» **Task description**
Copy each line of the following data that contains "desert".

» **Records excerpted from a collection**
++++++++++++++++++++

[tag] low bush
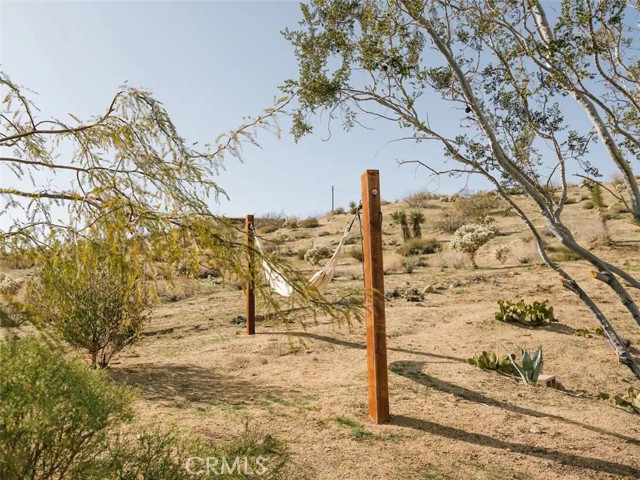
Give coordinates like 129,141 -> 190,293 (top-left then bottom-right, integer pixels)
348,247 -> 363,262
254,211 -> 286,229
258,225 -> 279,234
27,242 -> 151,368
283,217 -> 299,229
432,213 -> 466,234
0,336 -> 134,480
492,244 -> 511,264
451,224 -> 496,268
396,237 -> 440,256
404,190 -> 437,208
299,217 -> 320,228
0,337 -> 287,479
495,299 -> 557,326
303,245 -> 332,265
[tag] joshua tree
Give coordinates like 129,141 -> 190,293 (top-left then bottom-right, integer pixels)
390,210 -> 411,242
409,210 -> 425,238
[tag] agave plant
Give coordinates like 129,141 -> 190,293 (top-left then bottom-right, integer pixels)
506,346 -> 543,385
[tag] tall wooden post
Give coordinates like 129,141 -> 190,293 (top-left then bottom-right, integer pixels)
245,214 -> 256,335
360,170 -> 390,424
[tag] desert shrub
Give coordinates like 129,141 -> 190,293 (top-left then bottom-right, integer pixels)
409,210 -> 425,238
403,258 -> 416,274
254,211 -> 286,229
451,224 -> 496,268
0,298 -> 33,328
492,244 -> 511,264
348,247 -> 363,262
303,245 -> 332,265
608,203 -> 629,217
27,242 -> 151,368
258,225 -> 279,234
582,200 -> 595,209
404,190 -> 436,208
434,193 -> 500,232
467,351 -> 514,374
456,192 -> 500,223
299,217 -> 320,228
432,212 -> 466,233
283,217 -> 299,229
495,299 -> 557,326
0,336 -> 134,480
0,337 -> 285,479
516,253 -> 533,264
334,207 -> 346,214
397,237 -> 440,256
348,201 -> 359,214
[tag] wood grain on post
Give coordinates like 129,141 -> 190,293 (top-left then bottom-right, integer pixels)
245,214 -> 256,335
360,170 -> 390,424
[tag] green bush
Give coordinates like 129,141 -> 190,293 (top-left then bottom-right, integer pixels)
495,299 -> 557,326
0,337 -> 287,479
28,242 -> 151,368
396,237 -> 441,256
0,337 -> 134,480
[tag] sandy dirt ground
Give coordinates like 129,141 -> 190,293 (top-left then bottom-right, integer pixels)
5,187 -> 640,479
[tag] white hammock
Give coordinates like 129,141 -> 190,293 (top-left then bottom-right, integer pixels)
253,225 -> 353,297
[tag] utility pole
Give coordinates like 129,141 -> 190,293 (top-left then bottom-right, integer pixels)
331,185 -> 335,213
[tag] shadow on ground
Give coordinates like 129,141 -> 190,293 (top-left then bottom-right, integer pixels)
263,331 -> 466,364
389,359 -> 640,477
110,363 -> 286,406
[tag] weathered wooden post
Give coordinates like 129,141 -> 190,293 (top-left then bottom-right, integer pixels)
245,214 -> 256,335
360,170 -> 390,424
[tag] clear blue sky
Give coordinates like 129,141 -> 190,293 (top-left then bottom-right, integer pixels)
0,0 -> 615,218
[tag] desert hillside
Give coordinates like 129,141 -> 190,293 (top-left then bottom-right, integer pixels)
2,184 -> 640,479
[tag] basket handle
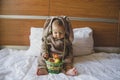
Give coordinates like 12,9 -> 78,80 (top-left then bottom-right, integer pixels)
62,38 -> 66,62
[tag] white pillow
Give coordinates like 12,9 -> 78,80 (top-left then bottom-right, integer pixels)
26,27 -> 94,56
73,27 -> 94,56
26,27 -> 43,56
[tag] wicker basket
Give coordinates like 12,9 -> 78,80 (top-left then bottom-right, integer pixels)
45,60 -> 63,74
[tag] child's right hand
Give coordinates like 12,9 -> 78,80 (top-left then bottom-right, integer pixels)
43,53 -> 49,60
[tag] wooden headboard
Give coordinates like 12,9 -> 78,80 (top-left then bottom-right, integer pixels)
0,0 -> 120,47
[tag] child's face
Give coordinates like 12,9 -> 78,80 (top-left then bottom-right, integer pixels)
52,24 -> 65,39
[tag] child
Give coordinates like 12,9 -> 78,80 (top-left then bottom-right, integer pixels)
37,16 -> 77,76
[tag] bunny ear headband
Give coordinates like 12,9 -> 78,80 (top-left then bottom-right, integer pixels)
42,16 -> 74,42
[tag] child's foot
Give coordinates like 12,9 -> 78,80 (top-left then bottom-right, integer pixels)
66,67 -> 78,76
37,68 -> 48,76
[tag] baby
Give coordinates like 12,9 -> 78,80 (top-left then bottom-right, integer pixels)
37,16 -> 77,76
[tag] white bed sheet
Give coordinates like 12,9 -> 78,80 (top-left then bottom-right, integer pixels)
0,48 -> 120,80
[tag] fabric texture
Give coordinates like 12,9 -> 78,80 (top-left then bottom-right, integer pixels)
73,27 -> 94,56
26,27 -> 43,56
1,48 -> 120,80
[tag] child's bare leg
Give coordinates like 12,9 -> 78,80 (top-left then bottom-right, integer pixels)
65,67 -> 78,76
37,68 -> 48,76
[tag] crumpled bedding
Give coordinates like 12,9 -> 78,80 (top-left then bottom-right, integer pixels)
0,48 -> 120,80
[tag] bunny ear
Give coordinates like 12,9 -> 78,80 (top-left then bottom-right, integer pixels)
64,17 -> 74,42
42,17 -> 55,38
43,18 -> 50,29
42,18 -> 50,38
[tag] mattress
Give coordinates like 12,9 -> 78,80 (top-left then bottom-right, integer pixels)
0,48 -> 120,80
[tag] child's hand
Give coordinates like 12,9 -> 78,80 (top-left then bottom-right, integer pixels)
43,53 -> 49,60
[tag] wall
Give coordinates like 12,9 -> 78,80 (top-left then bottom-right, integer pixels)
0,0 -> 120,47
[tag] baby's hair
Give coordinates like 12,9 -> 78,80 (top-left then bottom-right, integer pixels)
52,19 -> 64,27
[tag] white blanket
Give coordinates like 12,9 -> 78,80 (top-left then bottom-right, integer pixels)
0,48 -> 120,80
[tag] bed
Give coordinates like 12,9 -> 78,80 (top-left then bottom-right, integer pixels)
0,27 -> 120,80
0,47 -> 120,80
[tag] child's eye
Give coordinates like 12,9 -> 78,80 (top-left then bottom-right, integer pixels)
59,32 -> 63,34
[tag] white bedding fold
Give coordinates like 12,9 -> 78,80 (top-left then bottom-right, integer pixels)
0,48 -> 120,80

++++++++++++++++++++

» **Reply to the exercise**
[tag] desert shrub
[tag] desert hillside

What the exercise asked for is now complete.